What you need to do: Skip the images and copy each record exactly as written.

Supplied material:
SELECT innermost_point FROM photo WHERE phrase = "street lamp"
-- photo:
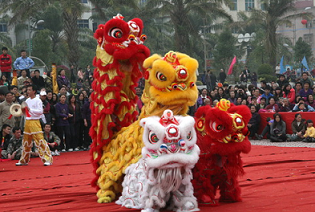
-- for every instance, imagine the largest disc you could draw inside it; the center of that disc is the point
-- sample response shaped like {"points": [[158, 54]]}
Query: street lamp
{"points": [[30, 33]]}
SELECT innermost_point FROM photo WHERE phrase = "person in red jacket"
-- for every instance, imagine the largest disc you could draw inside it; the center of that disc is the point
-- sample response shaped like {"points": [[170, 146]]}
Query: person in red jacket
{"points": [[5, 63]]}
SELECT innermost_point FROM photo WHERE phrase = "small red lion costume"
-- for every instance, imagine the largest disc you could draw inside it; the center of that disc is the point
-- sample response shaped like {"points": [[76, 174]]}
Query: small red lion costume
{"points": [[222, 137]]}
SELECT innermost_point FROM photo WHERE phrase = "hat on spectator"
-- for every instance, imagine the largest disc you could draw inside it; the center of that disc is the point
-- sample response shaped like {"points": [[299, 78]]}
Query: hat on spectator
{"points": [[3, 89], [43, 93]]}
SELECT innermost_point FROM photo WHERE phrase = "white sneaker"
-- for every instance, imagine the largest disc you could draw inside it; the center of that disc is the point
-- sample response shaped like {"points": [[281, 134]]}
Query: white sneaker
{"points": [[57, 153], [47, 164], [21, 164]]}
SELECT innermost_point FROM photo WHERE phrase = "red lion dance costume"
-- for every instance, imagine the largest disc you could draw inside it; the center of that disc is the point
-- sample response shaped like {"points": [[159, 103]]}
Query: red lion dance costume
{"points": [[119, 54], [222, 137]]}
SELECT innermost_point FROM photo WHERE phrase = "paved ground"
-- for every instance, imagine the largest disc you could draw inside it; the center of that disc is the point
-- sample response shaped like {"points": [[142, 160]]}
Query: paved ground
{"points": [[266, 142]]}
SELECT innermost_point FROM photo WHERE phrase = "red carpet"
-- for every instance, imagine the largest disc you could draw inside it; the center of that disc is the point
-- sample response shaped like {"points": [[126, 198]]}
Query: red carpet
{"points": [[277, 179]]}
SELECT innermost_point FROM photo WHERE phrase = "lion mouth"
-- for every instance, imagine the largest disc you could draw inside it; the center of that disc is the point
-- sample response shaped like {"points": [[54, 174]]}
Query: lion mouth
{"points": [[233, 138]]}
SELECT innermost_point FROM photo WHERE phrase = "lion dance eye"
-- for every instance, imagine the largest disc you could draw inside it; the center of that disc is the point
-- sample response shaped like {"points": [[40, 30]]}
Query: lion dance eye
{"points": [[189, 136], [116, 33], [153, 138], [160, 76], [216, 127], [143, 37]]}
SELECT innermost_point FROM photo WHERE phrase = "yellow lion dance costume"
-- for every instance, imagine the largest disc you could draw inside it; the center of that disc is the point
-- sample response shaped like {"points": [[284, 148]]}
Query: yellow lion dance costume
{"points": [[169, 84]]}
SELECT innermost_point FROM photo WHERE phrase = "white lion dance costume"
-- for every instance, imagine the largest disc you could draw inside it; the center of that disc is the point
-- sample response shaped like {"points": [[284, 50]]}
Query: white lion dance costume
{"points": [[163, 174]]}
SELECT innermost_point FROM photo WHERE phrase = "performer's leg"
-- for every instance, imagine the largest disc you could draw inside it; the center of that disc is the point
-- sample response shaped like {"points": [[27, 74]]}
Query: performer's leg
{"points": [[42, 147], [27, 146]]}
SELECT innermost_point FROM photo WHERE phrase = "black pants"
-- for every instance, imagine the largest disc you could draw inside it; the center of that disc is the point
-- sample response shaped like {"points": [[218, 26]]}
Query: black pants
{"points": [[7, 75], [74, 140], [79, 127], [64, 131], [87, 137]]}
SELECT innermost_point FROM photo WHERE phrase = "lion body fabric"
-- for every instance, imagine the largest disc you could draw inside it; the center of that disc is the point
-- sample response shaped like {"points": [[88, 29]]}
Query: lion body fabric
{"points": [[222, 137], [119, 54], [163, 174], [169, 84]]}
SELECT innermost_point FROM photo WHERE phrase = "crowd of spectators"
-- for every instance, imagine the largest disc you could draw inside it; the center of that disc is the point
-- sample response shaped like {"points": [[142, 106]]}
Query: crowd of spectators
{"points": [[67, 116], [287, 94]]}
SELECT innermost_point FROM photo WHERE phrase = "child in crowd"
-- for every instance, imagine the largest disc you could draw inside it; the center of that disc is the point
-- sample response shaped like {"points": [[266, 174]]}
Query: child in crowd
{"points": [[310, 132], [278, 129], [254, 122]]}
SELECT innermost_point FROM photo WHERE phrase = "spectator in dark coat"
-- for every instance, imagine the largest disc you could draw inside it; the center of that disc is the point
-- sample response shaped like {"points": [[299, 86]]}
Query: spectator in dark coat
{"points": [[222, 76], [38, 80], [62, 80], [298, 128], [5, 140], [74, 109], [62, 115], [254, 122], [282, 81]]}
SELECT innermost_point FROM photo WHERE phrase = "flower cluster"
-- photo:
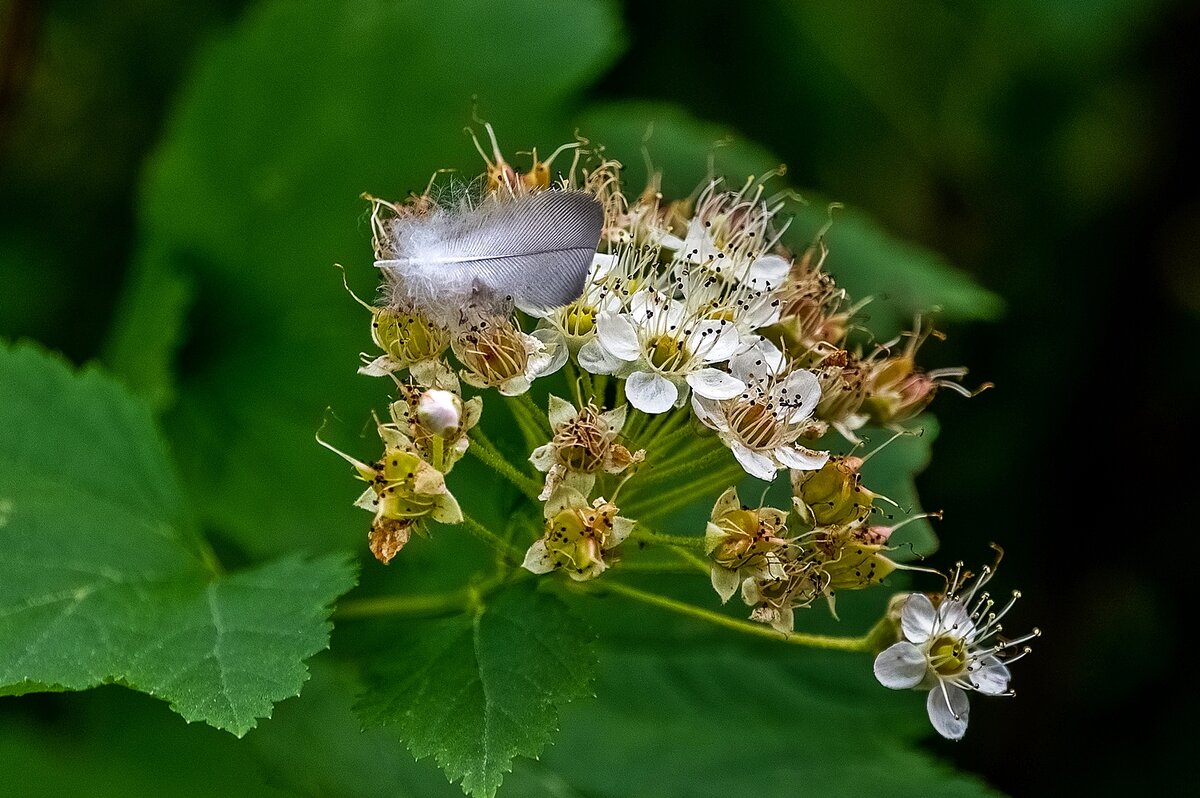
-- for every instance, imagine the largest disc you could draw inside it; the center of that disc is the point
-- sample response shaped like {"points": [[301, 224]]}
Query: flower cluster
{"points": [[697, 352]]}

Result below:
SELECT innermost_point FROM photo WHERE phrase = "street lamp"
-- photo:
-- for every instance, imagine the largest disc you could draw inside it; the center of that disc is the point
-- sample response shaped like {"points": [[158, 54]]}
Query: street lamp
{"points": [[30, 33]]}
SELECT innermost_point FROM photo WHERE phrase = "person in red jacket"
-- for every instance, imagine the largest disc you could draw inside it; the center of that disc is the point
-- sample response shaped like {"points": [[170, 146]]}
Query: person in red jacket
{"points": [[5, 63]]}
SELECT innermost_point FROM photo WHERE phrase = "small red lion costume"
-- for every instance, imagine the largest disc you could draw inside it; the center of that disc is the point
-- sample response shaped like {"points": [[76, 174]]}
Query: small red lion costume
{"points": [[222, 137]]}
SELECT innermost_point FROM photo WHERE phrase = "hat on spectator"
-- for every instance, imagine the largest disc you could draw inside it; the center of that disc is the point
-- sample response shaped like {"points": [[299, 78]]}
Query: hat on spectator
{"points": [[3, 89], [43, 93]]}
SELECT innermost_point FROM photo WHERE phrase = "white sneaker"
-- for every instance, imagine the largest disc you could draw inside it; the center of that disc is the point
-- sample response shaped like {"points": [[281, 134]]}
Query: white sneaker
{"points": [[57, 153], [47, 164], [21, 164]]}
SELECT innermost_point FROM photo WHERE phrase = "red lion dance costume"
-- for every instance, imagine the largest disc you could draw inside it; the center of that disc is the point
-- sample response shaped like {"points": [[159, 103]]}
Query: red lion dance costume
{"points": [[119, 54], [222, 137]]}
SELECT innermost_point FROM photo WHERE phrase = "paved ground"
-- for every instance, imagine the largest disc you could draw inside it; the center of that disc is the point
-- sample response shaped like {"points": [[142, 160]]}
Query: paved ground
{"points": [[266, 142]]}
SELECT innermost_point FROM photo WHERE phrase = "red carpet"
-- for every instance, imagine the largest disc you could draw inside it; the center of that disc is the point
-- sample response shaped like {"points": [[126, 198]]}
Query: red carpet
{"points": [[277, 179]]}
SELECT innermost_point FROM photo WHERE phrase = "lion mouth"
-- for every instance, imagine the largest disc you could draw inside it; the center of that disc is the point
-- sample response shaped like {"points": [[54, 174]]}
Query: lion mouth
{"points": [[233, 138]]}
SELECT innermost_point FROM photo WHERE phrase = "lion dance eye"
-- for every instance, imagine the largest disc you could draw inside it; the center of that disc is the point
-- sample response shaped like {"points": [[40, 30]]}
Query: lion dance eye
{"points": [[189, 136], [116, 33], [153, 138], [160, 76], [216, 127], [143, 37]]}
SELECT innermost_point FROM photo WHERE phrase = "yellow lion dance costume"
-- for every instance, imagine the largest disc you could draw inside it; the center of that disc is the point
-- sample response shaped like {"points": [[284, 148]]}
Query: yellow lion dance costume
{"points": [[169, 84]]}
SELECT innermost_point FROM photo WHERE phrase = "white lion dance costume"
-- for every instance, imagine the largest disc you could draw inside it; the center of that disc is the point
-- sample response shaped like {"points": [[284, 50]]}
Query: white lion dance costume
{"points": [[163, 174]]}
SELECT innermost_point FROM photo WHERE phrase = "performer's leg"
-- for every instance, imagine the largest disc you could draw inside it; the center of that disc is the point
-- sample response shaped like {"points": [[27, 74]]}
Query: performer's leg
{"points": [[42, 147], [27, 146]]}
SELECT innermost_point FROM photo WHERE phrase = "black pants"
-- for every instance, imagine the largest disc you could draw inside it; the center of that disc is the point
-- sample response shaped like {"points": [[218, 26]]}
Query: black pants
{"points": [[7, 75], [74, 140], [79, 127], [64, 131], [87, 137]]}
SELECT innermost_point FROM photo WHERE phrase = "lion body fabric"
-- for every instance, imagine the largest disc you could draw inside it; the center of that disc is the point
-- sample response shaped like {"points": [[88, 29]]}
Query: lion body fabric
{"points": [[222, 137], [119, 54], [163, 174], [169, 84]]}
SELECT innermost_point FROM photo WHERE phrase = "crowd of spectators"
-- for every instance, imagine the largest disc you could draw inside it; the center of that disc is the point
-- sample response shaped like {"points": [[142, 106]]}
Query: crowd of spectators
{"points": [[67, 116], [287, 94]]}
SELECT innermost_point FROM photo WHERE phrase = "child in crowd"
-- for every instance, imagine the largest disc you could draw inside it; the center of that disc is the point
-- sample response shaped like {"points": [[266, 174]]}
Query: child in crowd
{"points": [[310, 132], [278, 129], [254, 122]]}
SELECT innermost_point FROM photo WHERE phrase = "spectator in dark coat"
-- for every instance, imagine the largest disc you could draw inside it; the center of that disc is the point
-- sample response shaped like {"points": [[299, 86]]}
Query: spectator in dark coat
{"points": [[222, 76], [38, 80], [62, 80], [298, 128], [5, 140], [74, 109], [62, 115], [254, 122], [282, 81]]}
SELECT innermost_point FROM photo WHERE phrase = "flower cluster"
-- photo:
-- for every instance, imagine the largest disc you could draw inside it; the center of that disc is the point
-- sample response shaped like {"points": [[301, 224]]}
Query: flower cluster
{"points": [[697, 352]]}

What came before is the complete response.